[PASSAGE SHOWN]
Burning Man, the wild celebration of self-expression that attracts some 25,000 artists and free spirits, blooms each Labor Day in middle of the Black Rock Desert, 120 miles north of Reno, Nevada. Black Rock City is organized as 2/3 of a circle with axes on each half hour, intersecting with 9 concentric semi-circles.
Wireless internet access is provided by Playanet. The Oregon Country Fair Embassy camp and Tachyon brought Internet access to Burning Man in 1999, 2000, and 2001 and will do it again in 2002. The equipment was also used at the Oregon Country Fair, held each July outside of Eugene.
The Tachyon satellite runs at 2 Mbit/sec downstream and 300 Kbit/sec upstream. Playanet runs at 1 to 11 megabits/sec and should cover the entire Playa area, usable from roaming laptops and camps. People working on the Internet project for the Eugene-based group include John Gilmore, Clif Cox, and Harvie Branscomb. The founder of Burning Man is Larry Harvey, with Lady Bee, the Art Curator.
[/PASSAGE SHOWN]
- EXERCISE SET -
a) From the Burning Man passage, reproduce word for word the span that starts with "The Tachyon satellite" and goes on through "the Art Curator.".
b) Summarize the Burning Man passage in two sentences.
[DATA SUPPLIED]
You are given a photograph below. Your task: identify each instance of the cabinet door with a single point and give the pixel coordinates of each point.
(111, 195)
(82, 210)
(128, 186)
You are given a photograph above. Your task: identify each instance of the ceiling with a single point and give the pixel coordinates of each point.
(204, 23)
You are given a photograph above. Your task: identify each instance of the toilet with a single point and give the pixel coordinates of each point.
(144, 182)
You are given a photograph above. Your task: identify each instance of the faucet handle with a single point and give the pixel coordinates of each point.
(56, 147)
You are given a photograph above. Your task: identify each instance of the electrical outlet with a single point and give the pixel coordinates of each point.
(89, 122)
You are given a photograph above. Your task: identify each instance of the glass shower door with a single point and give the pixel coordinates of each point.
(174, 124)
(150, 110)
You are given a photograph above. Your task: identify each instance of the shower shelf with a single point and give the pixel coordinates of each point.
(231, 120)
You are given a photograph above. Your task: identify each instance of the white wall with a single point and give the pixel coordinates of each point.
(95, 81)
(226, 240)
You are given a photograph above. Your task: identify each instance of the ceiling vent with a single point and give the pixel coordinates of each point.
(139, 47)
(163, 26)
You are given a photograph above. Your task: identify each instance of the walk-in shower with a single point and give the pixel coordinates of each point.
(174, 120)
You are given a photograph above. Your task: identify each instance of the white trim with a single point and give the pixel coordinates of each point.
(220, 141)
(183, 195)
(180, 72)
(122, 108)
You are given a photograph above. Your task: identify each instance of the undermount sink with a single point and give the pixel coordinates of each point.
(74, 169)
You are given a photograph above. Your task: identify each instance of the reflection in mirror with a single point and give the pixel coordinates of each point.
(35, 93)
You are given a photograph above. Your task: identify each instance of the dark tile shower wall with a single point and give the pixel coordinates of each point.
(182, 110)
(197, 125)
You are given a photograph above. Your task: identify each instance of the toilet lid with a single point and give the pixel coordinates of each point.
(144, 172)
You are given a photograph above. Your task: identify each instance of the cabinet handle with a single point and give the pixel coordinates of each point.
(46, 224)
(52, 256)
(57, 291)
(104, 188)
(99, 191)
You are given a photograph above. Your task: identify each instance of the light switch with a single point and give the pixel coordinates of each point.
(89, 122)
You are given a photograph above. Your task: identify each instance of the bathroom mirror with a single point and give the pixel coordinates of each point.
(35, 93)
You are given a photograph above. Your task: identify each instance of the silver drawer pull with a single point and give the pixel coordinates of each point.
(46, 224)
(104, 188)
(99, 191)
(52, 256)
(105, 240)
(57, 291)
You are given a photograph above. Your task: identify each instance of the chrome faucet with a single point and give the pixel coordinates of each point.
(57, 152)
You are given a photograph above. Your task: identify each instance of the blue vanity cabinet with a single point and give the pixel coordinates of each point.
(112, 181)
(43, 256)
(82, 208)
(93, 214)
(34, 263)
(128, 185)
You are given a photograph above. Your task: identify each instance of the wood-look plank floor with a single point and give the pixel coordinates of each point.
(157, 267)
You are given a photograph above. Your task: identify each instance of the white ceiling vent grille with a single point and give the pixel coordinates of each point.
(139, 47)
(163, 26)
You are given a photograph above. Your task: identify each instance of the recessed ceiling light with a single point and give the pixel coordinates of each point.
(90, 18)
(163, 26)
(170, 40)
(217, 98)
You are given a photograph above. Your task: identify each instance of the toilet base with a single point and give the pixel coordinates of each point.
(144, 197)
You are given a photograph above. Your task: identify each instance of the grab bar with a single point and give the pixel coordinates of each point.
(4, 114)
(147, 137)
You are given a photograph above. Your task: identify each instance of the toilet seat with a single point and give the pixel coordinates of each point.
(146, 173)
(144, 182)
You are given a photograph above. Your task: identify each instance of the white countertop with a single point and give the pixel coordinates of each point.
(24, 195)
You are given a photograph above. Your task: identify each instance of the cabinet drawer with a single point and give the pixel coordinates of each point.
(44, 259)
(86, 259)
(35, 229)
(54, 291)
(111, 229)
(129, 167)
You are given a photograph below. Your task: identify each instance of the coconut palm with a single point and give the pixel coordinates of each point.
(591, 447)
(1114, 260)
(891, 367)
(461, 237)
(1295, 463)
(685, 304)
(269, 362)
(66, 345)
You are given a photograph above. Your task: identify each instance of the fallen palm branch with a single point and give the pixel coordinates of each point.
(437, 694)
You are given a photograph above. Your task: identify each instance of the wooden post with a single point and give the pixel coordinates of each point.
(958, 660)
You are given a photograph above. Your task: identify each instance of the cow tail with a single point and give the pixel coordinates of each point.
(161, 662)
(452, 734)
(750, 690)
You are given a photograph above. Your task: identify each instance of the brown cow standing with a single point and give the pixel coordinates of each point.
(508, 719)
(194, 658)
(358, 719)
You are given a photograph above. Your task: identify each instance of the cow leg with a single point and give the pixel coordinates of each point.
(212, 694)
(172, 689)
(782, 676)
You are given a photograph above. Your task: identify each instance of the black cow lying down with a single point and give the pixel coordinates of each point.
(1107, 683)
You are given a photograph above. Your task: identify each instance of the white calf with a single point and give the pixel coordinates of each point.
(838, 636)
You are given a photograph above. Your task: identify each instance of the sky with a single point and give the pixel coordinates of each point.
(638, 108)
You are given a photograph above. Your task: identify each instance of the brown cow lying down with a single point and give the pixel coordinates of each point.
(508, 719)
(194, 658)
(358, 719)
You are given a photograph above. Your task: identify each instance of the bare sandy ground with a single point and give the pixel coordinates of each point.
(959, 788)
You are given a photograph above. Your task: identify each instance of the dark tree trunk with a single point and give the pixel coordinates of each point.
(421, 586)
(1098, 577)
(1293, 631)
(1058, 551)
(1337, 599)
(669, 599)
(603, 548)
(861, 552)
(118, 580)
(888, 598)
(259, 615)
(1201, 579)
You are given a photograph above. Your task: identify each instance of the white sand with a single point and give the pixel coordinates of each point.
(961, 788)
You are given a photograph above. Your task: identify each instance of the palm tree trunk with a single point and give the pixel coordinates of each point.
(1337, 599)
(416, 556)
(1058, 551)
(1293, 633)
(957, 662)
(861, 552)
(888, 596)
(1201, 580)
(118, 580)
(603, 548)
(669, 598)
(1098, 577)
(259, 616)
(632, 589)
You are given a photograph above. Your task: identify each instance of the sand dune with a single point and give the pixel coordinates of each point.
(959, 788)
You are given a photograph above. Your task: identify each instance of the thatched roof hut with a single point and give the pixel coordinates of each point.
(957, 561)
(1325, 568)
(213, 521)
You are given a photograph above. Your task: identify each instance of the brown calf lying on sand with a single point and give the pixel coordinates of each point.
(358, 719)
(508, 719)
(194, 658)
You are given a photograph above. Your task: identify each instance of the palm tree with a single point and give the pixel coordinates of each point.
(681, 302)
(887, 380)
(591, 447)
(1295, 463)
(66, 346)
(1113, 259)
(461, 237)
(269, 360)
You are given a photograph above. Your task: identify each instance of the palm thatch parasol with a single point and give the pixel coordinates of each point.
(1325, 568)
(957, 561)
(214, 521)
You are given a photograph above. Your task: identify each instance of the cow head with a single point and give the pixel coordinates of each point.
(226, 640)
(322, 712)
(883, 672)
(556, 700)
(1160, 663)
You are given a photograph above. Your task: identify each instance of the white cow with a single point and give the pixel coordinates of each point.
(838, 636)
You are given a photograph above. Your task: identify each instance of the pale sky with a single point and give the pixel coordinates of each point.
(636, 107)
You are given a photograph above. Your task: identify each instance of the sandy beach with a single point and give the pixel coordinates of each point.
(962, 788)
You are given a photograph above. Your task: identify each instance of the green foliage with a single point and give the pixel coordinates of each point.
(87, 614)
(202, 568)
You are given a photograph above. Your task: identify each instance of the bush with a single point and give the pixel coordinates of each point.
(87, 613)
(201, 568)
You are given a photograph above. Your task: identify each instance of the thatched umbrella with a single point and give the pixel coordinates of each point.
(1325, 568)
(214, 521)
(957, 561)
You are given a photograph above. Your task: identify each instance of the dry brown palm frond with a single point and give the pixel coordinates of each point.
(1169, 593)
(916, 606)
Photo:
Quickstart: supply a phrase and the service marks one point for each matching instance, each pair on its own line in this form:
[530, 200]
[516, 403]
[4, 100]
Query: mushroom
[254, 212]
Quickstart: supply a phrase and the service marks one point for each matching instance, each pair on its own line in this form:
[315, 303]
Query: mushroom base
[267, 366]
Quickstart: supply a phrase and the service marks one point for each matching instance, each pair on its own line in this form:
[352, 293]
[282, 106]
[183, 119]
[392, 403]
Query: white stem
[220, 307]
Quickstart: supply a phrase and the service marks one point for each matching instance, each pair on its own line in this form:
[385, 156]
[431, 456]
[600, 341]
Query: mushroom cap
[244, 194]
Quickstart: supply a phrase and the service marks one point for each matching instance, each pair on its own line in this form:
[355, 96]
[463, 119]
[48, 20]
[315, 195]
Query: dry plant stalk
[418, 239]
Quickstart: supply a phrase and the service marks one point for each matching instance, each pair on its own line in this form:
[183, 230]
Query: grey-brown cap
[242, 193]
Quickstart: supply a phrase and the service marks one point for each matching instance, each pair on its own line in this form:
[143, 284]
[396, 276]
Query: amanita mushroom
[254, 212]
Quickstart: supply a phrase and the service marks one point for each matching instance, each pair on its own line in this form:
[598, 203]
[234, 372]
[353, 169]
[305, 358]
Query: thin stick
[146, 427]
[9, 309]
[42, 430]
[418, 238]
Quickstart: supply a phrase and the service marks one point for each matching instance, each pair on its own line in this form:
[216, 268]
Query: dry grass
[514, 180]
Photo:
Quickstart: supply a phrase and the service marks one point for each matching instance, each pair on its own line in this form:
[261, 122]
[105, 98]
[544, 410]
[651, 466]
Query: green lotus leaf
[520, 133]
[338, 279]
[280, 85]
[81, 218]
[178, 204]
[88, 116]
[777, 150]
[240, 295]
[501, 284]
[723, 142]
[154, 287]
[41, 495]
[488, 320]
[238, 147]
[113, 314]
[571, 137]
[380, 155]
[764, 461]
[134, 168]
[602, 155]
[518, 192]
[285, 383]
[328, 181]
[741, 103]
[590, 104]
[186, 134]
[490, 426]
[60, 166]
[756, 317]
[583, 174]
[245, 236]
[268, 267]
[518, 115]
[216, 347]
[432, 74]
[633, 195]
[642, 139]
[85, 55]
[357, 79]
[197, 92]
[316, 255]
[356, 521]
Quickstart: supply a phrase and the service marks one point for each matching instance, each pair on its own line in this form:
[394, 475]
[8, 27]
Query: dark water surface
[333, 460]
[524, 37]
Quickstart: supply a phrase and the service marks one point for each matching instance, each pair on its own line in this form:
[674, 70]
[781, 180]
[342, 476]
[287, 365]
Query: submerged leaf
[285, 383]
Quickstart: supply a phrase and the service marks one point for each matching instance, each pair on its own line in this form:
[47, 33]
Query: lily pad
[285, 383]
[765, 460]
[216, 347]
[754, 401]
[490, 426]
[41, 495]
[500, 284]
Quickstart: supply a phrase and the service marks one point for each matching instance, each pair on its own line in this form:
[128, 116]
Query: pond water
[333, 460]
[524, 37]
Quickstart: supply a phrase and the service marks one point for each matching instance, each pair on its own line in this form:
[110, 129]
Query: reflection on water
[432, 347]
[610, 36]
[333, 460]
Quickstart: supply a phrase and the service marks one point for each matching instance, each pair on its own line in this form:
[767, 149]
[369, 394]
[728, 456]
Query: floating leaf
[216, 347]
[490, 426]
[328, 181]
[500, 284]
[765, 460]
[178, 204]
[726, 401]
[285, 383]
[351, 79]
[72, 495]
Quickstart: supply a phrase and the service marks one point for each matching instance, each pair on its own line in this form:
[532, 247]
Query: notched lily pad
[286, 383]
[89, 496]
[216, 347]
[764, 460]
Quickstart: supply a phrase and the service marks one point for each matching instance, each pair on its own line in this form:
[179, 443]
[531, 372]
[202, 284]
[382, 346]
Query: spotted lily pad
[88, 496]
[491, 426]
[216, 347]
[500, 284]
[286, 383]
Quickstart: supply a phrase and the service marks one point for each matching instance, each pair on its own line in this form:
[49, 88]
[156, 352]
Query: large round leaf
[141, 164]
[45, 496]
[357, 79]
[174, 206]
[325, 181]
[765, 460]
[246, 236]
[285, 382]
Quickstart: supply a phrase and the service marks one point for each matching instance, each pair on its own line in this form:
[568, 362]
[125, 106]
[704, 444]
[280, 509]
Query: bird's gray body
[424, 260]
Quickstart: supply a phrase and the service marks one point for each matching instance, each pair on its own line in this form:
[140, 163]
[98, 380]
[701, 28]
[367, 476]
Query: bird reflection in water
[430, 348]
[/DATA SUPPLIED]
- TASK-BY-TASK OUTPUTS -
a)
The Tachyon satellite runs at 2 Mbit/sec downstream and 300 Kbit/sec upstream. Playanet runs at 1 to 11 megabits/sec and should cover the entire Playa area, usable from roaming laptops and camps. People working on the Internet project for the Eugene-based group include John Gilmore, Clif Cox, and Harvie Branscomb. The founder of Burning Man is Larry Harvey, with Lady Bee, the Art Curator.

b) Burning Man, a celebration of self-expression that draws some 25,000 artists and free spirits, takes place each Labor Day in the Black Rock Desert, 120 miles north of Reno, Nevada. Playanet provides wireless Internet access there, and the Oregon Country Fair Embassy camp and Tachyon, which brought Internet access to the event in 1999, 2000, and 2001, will do so again in 2002.